I recently saw clip from Alton Brown who mentioned browning bird for 30 minutes at 500 degrees and then putting foil on top of bird and baking at 350 degrees.  You do it the opposite.  Why do you put the lemon in the cavity? Does it add flavor?  also do you salt and pepper before cooking?  I wonder how garlic would taste on the turkey?  Too much for such big bird?  Also I have turned the bird breast side down and gotten good results.  Breast stays moist.  May do that tomorrow?  does this sound like I am getting ready to go up in the shuttle?  Have to have everything ready w/o our stores being open.


----------



## Chief Longwind Of The North (Nov 22, 2006)

In the Kitchen said:
			
		

> I remove the rashers about 20 mins before the end of the cooking time, in order to allow the breast to brown evenly.

==============================

### CHALLENGES
1. According to the forum thread, how long and at what temperature did Alton Brown brown the bird?
2. Collect every line of the listing that contains the word "reporting".

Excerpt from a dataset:
==============================

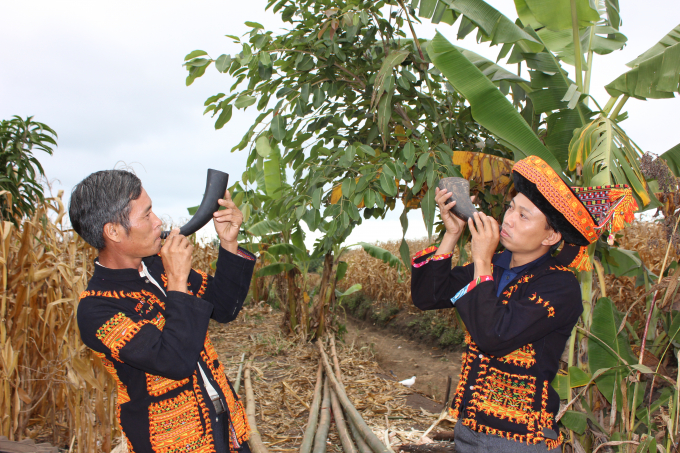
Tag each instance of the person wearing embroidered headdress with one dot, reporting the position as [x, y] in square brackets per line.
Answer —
[145, 313]
[519, 306]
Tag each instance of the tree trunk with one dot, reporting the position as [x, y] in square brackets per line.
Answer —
[292, 297]
[324, 293]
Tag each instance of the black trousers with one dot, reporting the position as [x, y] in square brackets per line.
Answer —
[469, 441]
[221, 436]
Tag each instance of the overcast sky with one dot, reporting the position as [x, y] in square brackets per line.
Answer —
[108, 77]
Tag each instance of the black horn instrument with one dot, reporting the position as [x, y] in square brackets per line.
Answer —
[215, 187]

==============================

### SOLVED PROBLEMS
1. For 30 minutes at 500 degrees.

2.
Tag each instance of the person wearing embroidered headdress with one dot, reporting the position as [x, y] in square brackets per line.
Tag each instance of the tree trunk with one dot, reporting the position as [x, y] in square brackets per line.
Tag each instance of the black trousers with one dot, reporting the position as [x, y] in square brackets per line.
Tag each instance of the overcast sky with one dot, reporting the position as [x, y] in square brackets per line.
Tag each instance of the black horn instrument with one dot, reporting the position as [x, y] in square brackets per line.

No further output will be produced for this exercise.